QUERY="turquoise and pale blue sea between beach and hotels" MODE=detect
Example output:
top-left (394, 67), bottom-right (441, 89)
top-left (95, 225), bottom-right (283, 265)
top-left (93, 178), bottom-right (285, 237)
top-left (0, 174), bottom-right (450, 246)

====

Give again the lines from the line holding "top-left (95, 225), bottom-right (283, 265)" through the close of the listing, both included, exactly as written and with nothing else.

top-left (95, 225), bottom-right (283, 265)
top-left (93, 178), bottom-right (285, 237)
top-left (0, 174), bottom-right (450, 246)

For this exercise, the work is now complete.